Can you output the material exactly as written, minus any pictures it holds?

============

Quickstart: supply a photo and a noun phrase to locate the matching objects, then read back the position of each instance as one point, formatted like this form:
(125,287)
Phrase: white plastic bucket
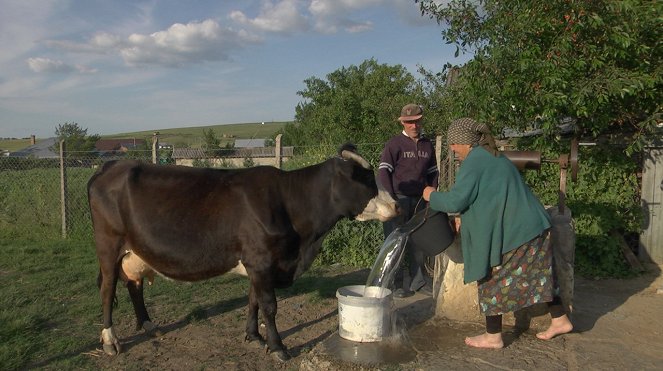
(364,319)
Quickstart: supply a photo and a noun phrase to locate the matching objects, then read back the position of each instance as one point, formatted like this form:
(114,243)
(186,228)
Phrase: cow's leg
(108,248)
(109,275)
(142,317)
(264,291)
(252,333)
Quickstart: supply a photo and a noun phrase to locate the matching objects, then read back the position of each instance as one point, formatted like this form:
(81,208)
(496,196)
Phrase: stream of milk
(387,262)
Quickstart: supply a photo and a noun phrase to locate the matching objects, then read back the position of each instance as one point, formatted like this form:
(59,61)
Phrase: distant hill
(193,136)
(183,137)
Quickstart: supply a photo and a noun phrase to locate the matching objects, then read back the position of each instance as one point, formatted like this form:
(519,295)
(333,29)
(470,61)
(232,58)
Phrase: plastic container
(364,318)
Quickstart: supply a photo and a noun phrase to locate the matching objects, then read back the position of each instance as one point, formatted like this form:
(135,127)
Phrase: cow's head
(364,190)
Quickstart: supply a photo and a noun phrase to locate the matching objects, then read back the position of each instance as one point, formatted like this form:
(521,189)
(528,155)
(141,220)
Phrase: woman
(504,230)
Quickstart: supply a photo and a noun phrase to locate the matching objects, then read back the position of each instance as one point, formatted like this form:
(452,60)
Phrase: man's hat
(411,112)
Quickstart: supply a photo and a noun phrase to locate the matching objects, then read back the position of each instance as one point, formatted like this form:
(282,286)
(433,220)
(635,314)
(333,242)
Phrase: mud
(617,326)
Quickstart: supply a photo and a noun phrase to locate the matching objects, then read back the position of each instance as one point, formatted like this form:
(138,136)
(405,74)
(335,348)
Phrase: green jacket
(498,211)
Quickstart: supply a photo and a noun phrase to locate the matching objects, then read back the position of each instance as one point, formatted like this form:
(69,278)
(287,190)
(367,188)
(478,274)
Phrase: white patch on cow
(136,269)
(240,269)
(108,336)
(381,207)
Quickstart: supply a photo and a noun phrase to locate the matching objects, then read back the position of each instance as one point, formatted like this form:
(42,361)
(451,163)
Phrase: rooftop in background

============

#### Correct response:
Quickstart: supply a photo and a noun phrase to locate the matching objects, then read back the position of each instance as one point, formatted like this form:
(125,287)
Phrase: white plastic bucket
(364,319)
Quickstart: supply a photo and a noun phrase to locate the matching objects, then read back the position of each instance as one point, formatted like this form:
(114,243)
(186,228)
Phrase: cow's leg
(108,248)
(109,275)
(142,317)
(264,291)
(252,333)
Quickstart: supply a photo and a noun phrase to locate the matching objects, then read back the position of each instance as one point, formatted like this form:
(81,208)
(496,196)
Phrase: stream of milk
(387,262)
Quickstart: supply a photo and a noun phrase to locate the matching objects, then read back the position of each instance as one point, formatted like this form:
(59,61)
Phrase: distant hill
(193,136)
(183,137)
Quickstart: supply a photo and a noun phrase to locate the matching objects, then read back the position of each instance as one point, formatted like this form:
(519,295)
(333,29)
(470,61)
(232,58)
Phrase: plastic container
(364,318)
Quickstart: supply a photo and a noun phrase to locate the matching objects, then read back the position of each instance as one point, formatted like this form:
(135,127)
Phrase: cow's head
(364,190)
Quickstart: supply a photo and a noun phrase to locate the matching objects, then read back the position of each instance as one point, formatted like this form:
(521,189)
(528,155)
(141,220)
Phrase: woman
(504,230)
Quickstart: supply a photo and a noun phrase to locate the matching objects, then read back the position of each instance as one point, formatted like this form:
(452,60)
Phrase: man's hat
(411,112)
Quickstart: supply a photo and a noun phrase to locate the matching objects, then read back the position of each instance as one point, formatted like this form:
(282,286)
(433,220)
(635,314)
(333,242)
Phrase: mud
(617,326)
Quickstart: supply a photo and a noun phrase to locate the matching objects, then read back the position of each instance as one point, formatted like this form:
(138,136)
(405,74)
(335,348)
Phrase: green jacket
(498,211)
Quickstart: supply a photo and a noun phrase to locate the matching objects, then read back the position of each instance as one point, formatted like this form:
(69,278)
(287,190)
(367,188)
(478,274)
Phrase: white patch on cow
(136,269)
(240,269)
(108,336)
(381,207)
Quickstart: supply a photo and a noun phrase to locate the matching objects, then read back the position of each instance as one point, formatted like this form:
(42,361)
(451,163)
Phrase: rooftop in background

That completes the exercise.